**Problem statement**
Quote the data below in full, please, without altering anything.

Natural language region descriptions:
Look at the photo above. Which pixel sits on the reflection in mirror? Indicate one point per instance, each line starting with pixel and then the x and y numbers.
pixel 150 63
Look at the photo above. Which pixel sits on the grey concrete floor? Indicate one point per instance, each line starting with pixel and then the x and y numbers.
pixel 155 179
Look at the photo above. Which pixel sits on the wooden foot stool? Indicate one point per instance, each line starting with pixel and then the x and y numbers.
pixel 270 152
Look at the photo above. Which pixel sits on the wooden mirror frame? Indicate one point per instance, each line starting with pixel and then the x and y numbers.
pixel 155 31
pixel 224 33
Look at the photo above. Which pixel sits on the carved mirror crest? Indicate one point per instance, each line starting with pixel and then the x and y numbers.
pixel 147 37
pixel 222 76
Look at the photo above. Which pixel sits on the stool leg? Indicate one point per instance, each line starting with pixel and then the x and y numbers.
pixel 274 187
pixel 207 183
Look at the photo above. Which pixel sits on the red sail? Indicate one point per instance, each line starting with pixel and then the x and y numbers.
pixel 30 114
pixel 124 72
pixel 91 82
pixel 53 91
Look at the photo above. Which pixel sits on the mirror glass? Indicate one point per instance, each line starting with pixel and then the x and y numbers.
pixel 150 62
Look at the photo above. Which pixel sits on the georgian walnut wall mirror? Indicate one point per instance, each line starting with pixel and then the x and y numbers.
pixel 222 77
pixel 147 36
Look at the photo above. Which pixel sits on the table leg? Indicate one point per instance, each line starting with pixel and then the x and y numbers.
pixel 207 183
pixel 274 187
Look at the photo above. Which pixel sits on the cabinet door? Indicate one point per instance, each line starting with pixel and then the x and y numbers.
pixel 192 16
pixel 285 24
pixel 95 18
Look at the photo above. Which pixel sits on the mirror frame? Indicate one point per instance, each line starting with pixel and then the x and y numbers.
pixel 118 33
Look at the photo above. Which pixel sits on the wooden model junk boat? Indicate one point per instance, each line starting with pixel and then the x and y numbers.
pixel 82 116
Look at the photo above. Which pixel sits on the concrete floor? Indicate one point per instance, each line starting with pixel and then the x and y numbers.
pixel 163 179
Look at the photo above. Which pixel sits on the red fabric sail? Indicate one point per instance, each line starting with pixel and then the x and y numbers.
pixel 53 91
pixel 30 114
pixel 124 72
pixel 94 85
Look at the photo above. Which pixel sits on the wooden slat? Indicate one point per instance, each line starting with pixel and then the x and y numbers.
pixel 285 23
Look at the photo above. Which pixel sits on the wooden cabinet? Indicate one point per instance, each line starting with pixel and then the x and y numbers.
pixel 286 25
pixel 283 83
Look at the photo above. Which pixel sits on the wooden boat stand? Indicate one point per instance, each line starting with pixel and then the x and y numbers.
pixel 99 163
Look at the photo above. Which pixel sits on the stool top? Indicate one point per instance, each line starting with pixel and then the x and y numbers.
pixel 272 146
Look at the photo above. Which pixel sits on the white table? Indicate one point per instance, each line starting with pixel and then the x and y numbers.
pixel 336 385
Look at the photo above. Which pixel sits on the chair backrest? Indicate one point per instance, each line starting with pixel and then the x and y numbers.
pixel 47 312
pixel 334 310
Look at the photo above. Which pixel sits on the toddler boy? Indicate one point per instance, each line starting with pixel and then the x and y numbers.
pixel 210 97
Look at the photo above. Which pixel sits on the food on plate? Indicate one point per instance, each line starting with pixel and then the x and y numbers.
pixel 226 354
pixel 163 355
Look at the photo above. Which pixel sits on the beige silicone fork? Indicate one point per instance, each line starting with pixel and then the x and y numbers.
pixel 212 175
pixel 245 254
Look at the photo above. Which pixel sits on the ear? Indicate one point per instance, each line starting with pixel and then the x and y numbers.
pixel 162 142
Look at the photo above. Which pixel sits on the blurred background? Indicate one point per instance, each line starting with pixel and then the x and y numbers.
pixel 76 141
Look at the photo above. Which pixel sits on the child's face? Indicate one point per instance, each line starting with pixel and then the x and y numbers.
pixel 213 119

**Response**
Look at the photo above. Which pixel sits on the reflection in mirror? Indicate one point per instance, each line starting with pixel and then the x and y numbers.
pixel 150 63
Look at the photo above. Which pixel sits on the grey concrete floor? Indicate one point per instance, each line starting with pixel and then the x and y numbers.
pixel 155 179
Look at the photo above. Which pixel sits on the wooden foot stool? Indicate one point per instance, each line starting with pixel and then the x and y numbers.
pixel 270 152
Look at the photo above. Which pixel sits on the wooden mirror frame? Indicate one point per instance, each line starting with pixel and then the x and y numbers.
pixel 155 31
pixel 224 33
Look at the photo above. Which pixel sits on the carved mirror crest? Indicate one point per instance, each line starting with pixel and then the x and y numbers.
pixel 147 37
pixel 222 76
Look at the photo above. Which pixel sits on the stool leg? Indicate one point per instance, each line starting with pixel and then the x and y numbers.
pixel 274 187
pixel 207 183
Look at the photo above. Which pixel sits on the red sail? Indicate one point per instance, each line starting with pixel and then the x and y numbers.
pixel 30 114
pixel 124 72
pixel 91 82
pixel 53 91
Look at the photo above. Which pixel sits on the mirror glass? Indicate one point per instance, each line starting with pixel and then the x and y numbers.
pixel 150 62
Look at the photo above. Which pixel sits on the georgian walnut wall mirror? Indicate one point per instance, each line starting with pixel and then the x and y numbers.
pixel 222 77
pixel 147 36
Look at the photo above. Which pixel sits on the table leg? Indicate one point per instance, each line starting with pixel and then the x and y numbers.
pixel 207 183
pixel 274 187
Look at the photo above. Which pixel sits on the cabinet door? Indicate one point per instance, each line starting with pixel and then the x and y numbers.
pixel 192 16
pixel 285 24
pixel 95 18
Look at the photo above. Which pixel sits on the mirror frame? Indicate one point per instance, each line starting with pixel and then the x and y numbers.
pixel 118 33
Look at the photo above. Which pixel sits on the wooden model junk boat? Indicate one point per instance, each line starting with pixel and then the x and y numbers.
pixel 82 116
Look at the photo above. Which pixel sits on the concrete floor? Indicate one point per instance, each line starting with pixel and then the x and y numbers.
pixel 163 179
Look at the photo above. Which pixel sits on the red fabric sail? Indicate one point per instance, each line starting with pixel and then the x and y numbers.
pixel 53 91
pixel 30 114
pixel 124 72
pixel 94 85
Look at the photo above. Which pixel sits on the wooden slat? Indicate one point per instance, each line starting with pixel and then the x and y numbers.
pixel 285 23
Look at the photo above. Which pixel sits on the wooden cabinet? Indicate one point per instance, each line starting with pixel and then the x and y numbers.
pixel 286 25
pixel 283 83
Look at the photo above. Which pixel sits on the wooden boat stand? Indicate one point per instance, each line starting with pixel and then the x and y numbers.
pixel 99 163
Look at the photo above. Which pixel sits on the stool top? Indicate one point per instance, each line starting with pixel and then the x and y numbers.
pixel 272 146
Look at the photo above. Which pixel sits on the white table? Indicate one point per instance, each line starting with pixel and then the x and y numbers.
pixel 336 385
Look at the photo above. Which pixel sits on the chair backrest? Indicate one point per instance, each line starting with pixel and then the x and y numbers.
pixel 47 312
pixel 334 310
Look at the photo above. Which pixel sits on the toddler boy? Indicate one point per instance, each line starting with pixel and then the x and y numbers.
pixel 210 97
Look at the photo above. Which pixel sits on the food on plate? Indicate one point per instance, each line starting with pixel and then the x and y numbers.
pixel 226 354
pixel 163 355
Look at the photo above. Which pixel sits on the beige silicone fork? Indicate one point per instance, each line starting with pixel and then the x and y numbers.
pixel 212 175
pixel 245 254
Look at the photo above. Which pixel sits on the ear? Indicate one point per instance, each line starting with pixel and then the x and y numbers.
pixel 162 142
Look at the photo above. Which pixel sits on the blurred background? Indicate one point per instance, each line starting with pixel and then the x and y numbers.
pixel 76 141
Look at the photo above. Which pixel sits on the child's face? Indicate one point per instance, each line starting with pixel and then the x and y numbers.
pixel 213 119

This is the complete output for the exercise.